Do you close your eyes every time you walk past that stack of bills on your desk or the kitchen table because you just don’t want to have to come to grips with them? If you have multiple credit cards, an auto loan, a personal line of credit, student loans and a couple of revolving lines of credit, the odds are that you’re in a heap of trouble with debt.
Make a list
The first thing you need to do in debt management is make a list of all of those obligations with the amount owed on each and your due dates. You’ll probably find your biggest problems are your credit card debts. Most people don’t realize this but you can contact those credit card companies and negotiate reductions in your interest rates. We have seen instances where the interest rate on a $4000 balance was cut from 16% to 7% and another where the credit card had a balance of $2550 and the interest was cut from 24% to 6%.
If negotiating a reduction in your interest rates is not enough to get your debts managed you need to think seriously about consolidating your obligations. There are several ways to accomplish this. First, if your credit cards have high interest rates you could transfer all their balances to one with a lower interest rate. This would have a second benefit in that you would now have just one payment to make a month versus the multiple payments you’re currently making. If you could qualify – which might not be easy – a better option would be to transfer all those balances to a 0% interest balance transfer card. There are currently cards available that offer interest-free periods varying from six to 18 months. This would give you time to pay down or even pay off your balance.
Get a loan
A second way to consolidate your credit card debts, personal lines of credit, medical debts and so on would be to get a debt consolidation loan. If you own your home and have some equity in it you should be able to get a homeowner equity line of credit (HELOC) or a home equity loan. These are called secured loans because you’ve used your house as collateral to secure them. The downside to this is that you’re putting your house at risk. Alternately, you might be able to get a personal loan or signature loan where you would not have to provide any collateral.
Combine your student loans
If you graduated in 2011 you might have as much as $27,000 in student loan debts spread out among eight to 12 loans. You could make your life much easier by consolidating them. There is a federal loan program called a Direct Consolidation loan. The way this works is that all of your loans are combined into one new one at a new interest rate. That interest rate will be the weighted average of the interest rates you are currently paying rounded up to the nearest 1/8th of one percent but not to exceed 8.5%. There are several advantages to this type of loan. First, because it’s a federal loan you would be eligible for the same repayment options you currently enjoy including graduated repayment, extended repayment and the three income-driven repayment plans. You may have read about one of the income-driven repayment plans called Pay As You Earn. This made news last year when Pres. Obama issued an executive order that made millions more people eligible for it. It’s an excellent repayment program because it caps your payments at 10% of your discretionary income but never more than the 10-year Standard Repayment amount. One interesting quirk of this program is that if you are unemployed and have no discretionary income your payment would be zero.

» **Using the information**
A) In the debt management article, why are home equity lines of credit and home equity loans called secured loans?
B) Could you reproduce the passage from the debt management article word for word, starting with "Do you close" and going on through "from 24% to 6%."?

[Dataset records]

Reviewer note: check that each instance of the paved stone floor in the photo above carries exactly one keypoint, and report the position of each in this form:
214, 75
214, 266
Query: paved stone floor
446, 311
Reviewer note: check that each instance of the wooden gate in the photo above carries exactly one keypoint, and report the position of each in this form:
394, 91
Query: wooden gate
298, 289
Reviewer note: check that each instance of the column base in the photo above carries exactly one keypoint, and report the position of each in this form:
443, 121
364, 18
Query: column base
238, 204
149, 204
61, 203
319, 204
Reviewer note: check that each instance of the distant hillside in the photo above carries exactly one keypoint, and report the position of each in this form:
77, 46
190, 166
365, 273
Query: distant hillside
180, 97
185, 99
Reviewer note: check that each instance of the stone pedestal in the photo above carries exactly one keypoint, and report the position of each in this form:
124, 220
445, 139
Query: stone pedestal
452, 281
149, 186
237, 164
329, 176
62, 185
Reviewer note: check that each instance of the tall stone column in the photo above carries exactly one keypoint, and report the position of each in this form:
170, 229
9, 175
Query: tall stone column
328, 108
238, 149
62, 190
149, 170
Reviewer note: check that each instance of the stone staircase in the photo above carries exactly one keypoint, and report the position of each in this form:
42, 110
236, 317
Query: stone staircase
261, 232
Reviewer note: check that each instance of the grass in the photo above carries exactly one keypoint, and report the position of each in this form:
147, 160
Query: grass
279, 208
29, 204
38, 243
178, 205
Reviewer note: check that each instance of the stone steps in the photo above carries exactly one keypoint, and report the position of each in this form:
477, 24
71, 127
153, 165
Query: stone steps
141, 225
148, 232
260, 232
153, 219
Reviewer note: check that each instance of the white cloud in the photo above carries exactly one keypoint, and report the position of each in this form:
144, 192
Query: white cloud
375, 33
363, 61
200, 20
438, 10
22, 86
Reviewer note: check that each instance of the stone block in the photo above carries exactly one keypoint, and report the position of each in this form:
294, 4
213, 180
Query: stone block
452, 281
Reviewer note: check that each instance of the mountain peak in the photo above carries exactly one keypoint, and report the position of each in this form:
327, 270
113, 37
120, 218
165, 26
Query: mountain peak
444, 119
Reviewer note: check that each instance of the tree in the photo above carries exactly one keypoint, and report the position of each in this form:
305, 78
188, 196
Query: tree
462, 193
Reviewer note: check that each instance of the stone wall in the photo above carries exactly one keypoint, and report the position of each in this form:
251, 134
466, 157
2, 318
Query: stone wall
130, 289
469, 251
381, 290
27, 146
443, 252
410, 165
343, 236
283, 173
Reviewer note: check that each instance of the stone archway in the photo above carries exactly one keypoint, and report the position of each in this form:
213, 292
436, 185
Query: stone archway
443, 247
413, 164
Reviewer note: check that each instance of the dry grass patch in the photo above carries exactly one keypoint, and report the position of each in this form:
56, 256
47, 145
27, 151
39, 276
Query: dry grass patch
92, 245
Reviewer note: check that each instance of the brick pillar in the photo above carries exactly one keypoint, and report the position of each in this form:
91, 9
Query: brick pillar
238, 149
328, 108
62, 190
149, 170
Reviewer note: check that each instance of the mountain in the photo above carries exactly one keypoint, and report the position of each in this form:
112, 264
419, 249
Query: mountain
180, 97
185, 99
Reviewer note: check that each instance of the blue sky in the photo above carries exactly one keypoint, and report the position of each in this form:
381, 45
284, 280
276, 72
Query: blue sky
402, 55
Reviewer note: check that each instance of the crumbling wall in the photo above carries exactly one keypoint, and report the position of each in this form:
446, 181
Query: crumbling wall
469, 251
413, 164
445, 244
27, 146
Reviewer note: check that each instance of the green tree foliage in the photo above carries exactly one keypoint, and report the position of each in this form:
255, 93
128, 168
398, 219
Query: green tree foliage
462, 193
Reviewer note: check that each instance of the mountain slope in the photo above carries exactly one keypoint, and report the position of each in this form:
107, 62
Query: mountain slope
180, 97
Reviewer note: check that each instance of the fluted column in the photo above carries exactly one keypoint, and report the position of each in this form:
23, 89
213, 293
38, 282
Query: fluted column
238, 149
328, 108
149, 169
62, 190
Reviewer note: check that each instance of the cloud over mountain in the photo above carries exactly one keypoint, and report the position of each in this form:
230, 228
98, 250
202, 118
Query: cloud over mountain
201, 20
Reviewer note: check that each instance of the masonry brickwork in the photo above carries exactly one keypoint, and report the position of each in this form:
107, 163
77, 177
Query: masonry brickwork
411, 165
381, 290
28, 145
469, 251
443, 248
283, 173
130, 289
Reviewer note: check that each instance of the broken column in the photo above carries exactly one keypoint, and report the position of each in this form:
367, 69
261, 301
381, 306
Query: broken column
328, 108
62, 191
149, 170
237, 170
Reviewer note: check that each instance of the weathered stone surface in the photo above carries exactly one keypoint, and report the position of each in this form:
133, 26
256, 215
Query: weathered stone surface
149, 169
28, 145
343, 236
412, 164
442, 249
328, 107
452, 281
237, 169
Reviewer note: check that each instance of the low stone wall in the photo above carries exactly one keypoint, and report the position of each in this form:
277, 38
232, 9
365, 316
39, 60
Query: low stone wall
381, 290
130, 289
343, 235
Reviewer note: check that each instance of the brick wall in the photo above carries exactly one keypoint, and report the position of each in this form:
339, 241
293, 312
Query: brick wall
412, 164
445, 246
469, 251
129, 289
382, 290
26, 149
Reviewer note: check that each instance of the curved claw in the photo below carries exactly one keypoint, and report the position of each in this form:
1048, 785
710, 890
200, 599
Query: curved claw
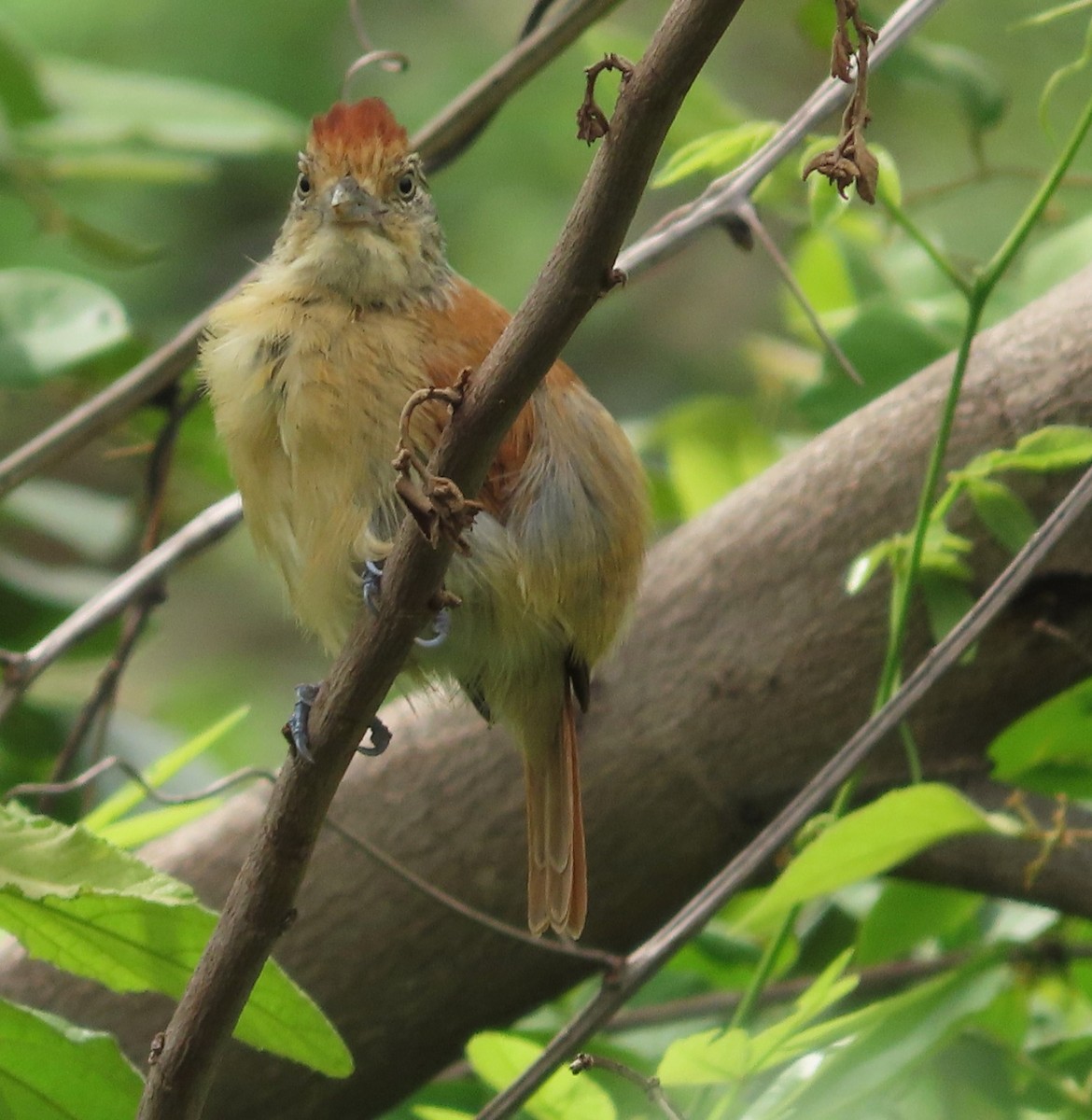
381, 738
441, 626
295, 731
371, 582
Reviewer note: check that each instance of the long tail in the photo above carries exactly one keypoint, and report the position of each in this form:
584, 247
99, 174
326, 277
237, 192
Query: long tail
557, 871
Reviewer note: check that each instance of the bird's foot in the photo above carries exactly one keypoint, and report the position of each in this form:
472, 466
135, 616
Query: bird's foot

» **Results in order**
A) They are called secured loans because the house has been used as collateral to secure them.

B)
Do you close your eyes every time you walk past that stack of bills on your desk or the kitchen table because you just don’t want to have to come to grips with them? If you have multiple credit cards, an auto loan, a personal line of credit, student loans and a couple of revolving lines of credit, the odds are that you’re in a heap of trouble with debt.
Make a list
The first thing you need to do in debt management is make a list of all of those obligations with the amount owed on each and your due dates. You’ll probably find your biggest problems are your credit card debts. Most people don’t realize this but you can contact those credit card companies and negotiate reductions in your interest rates. We have seen instances where the interest rate on a $4000 balance was cut from 16% to 7% and another where the credit card had a balance of $2550 and the interest was cut from 24% to 6%.